**Short problem A:** According to the SQL transforms overview, what engine do SQL transforms run on?

**Text segment:**
Use this file to discover all available pages before exploring further.

Overview

SQL transforms let you process streaming data with SQL. They run on Apache DataFusion, so the dialect is standard DataFusion SQL — with Turbo-specific extensions for blockchain data. See the SQL Functions Reference for the full list of built-in functions.
Streaming SQL Limitations: Joins, aggregations, and window functions are not supported in streaming mode. Each transform must read from a single base table. Use dynamic tables for lookup-style joins and chain SQL transforms for multi-step logic.

Basic Configuration

transforms:
  my_transform:
    type: sql
    primary_key: id
    sql: |
      SELECT column1, column2
      FROM source_name
      WHERE condition = true

Parameters

type
string
required
Must be sql
primary_key
string
required
The column that uniquely identifies each row (e.g., id, transaction_hash, log_index)
sql
string
required
The SQL query to execute. Reference sources or upstream transforms by name directly in the FROM clause — there is no separate from: field for SQL transforms.

Supported SQL Features

SELECT and Projections

Select specific columns from your data:
transforms:
  selected_columns:
    type: sql
    primary_key: transaction_hash
    sql: |
      SELECT
        transaction_hash,
        block_number,
        block_timestamp,
        from_address,
        to_address,
        value
      FROM ethereum_transactions

WHERE Clauses (Filtering)

[Extracted records]
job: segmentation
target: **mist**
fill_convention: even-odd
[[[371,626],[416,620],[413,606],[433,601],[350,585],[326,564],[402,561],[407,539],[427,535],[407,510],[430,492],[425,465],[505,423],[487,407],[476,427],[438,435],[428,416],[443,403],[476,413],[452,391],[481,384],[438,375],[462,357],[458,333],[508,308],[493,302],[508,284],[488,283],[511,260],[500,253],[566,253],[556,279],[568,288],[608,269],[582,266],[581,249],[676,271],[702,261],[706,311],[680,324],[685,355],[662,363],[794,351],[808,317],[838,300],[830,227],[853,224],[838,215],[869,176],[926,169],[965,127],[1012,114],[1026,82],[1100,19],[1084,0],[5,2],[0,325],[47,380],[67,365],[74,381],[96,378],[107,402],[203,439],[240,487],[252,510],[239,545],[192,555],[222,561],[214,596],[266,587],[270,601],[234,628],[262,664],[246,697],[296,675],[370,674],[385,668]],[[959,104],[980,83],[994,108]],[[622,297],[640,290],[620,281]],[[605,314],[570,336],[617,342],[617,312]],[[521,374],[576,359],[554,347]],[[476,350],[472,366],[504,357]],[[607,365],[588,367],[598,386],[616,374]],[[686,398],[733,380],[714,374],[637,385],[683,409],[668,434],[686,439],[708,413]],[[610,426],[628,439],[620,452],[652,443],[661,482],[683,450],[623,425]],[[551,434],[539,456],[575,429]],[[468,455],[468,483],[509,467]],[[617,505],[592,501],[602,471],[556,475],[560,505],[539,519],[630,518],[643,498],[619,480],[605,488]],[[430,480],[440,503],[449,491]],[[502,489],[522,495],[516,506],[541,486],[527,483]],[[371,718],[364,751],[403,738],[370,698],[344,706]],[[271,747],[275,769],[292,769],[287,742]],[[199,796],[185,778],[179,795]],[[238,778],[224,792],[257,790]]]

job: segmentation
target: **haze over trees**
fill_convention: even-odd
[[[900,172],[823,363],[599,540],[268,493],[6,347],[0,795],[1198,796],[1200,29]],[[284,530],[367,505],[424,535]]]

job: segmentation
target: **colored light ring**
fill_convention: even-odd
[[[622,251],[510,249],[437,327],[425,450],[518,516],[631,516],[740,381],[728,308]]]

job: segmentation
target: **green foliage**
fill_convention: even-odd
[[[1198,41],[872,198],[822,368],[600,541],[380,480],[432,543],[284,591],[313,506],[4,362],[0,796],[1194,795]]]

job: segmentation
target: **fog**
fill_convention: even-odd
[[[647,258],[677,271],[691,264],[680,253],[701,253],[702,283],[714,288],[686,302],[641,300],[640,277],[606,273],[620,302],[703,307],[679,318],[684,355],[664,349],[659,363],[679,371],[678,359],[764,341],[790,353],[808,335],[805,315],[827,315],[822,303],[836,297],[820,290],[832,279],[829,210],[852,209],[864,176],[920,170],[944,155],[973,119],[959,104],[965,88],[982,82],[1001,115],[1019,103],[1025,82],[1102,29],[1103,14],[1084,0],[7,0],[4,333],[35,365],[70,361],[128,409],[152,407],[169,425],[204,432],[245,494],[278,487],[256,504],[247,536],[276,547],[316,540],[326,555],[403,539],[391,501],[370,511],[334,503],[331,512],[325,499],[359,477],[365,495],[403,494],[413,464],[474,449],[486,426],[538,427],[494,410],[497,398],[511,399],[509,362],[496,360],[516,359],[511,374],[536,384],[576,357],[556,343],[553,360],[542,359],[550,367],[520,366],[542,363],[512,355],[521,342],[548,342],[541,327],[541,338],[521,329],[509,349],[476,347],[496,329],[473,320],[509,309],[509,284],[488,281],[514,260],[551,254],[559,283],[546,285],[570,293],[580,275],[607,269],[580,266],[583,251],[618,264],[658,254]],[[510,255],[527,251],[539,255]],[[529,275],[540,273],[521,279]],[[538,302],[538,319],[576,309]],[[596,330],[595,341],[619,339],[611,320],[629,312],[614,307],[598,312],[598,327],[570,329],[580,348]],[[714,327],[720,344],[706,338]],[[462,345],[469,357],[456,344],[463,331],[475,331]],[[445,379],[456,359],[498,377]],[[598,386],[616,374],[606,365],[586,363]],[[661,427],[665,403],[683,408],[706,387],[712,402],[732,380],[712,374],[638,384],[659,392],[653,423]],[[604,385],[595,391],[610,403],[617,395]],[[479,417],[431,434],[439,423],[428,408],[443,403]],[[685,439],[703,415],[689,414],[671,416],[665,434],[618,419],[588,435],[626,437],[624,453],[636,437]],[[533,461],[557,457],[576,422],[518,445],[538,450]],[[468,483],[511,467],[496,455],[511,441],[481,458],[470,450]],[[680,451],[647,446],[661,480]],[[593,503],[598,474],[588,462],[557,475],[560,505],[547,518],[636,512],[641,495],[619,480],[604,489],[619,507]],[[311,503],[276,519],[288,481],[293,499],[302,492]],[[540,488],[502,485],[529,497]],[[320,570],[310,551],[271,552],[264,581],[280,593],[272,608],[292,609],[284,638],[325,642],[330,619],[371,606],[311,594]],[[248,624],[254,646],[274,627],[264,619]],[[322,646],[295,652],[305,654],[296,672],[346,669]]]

**Short problem B:** Find every line in the records that contains the string "target", matching case exactly, and copy each one.

**Answer A:** Apache DataFusion.

**Answer B:**
target: **mist**
target: **haze over trees**
target: **colored light ring**
target: **green foliage**
target: **fog**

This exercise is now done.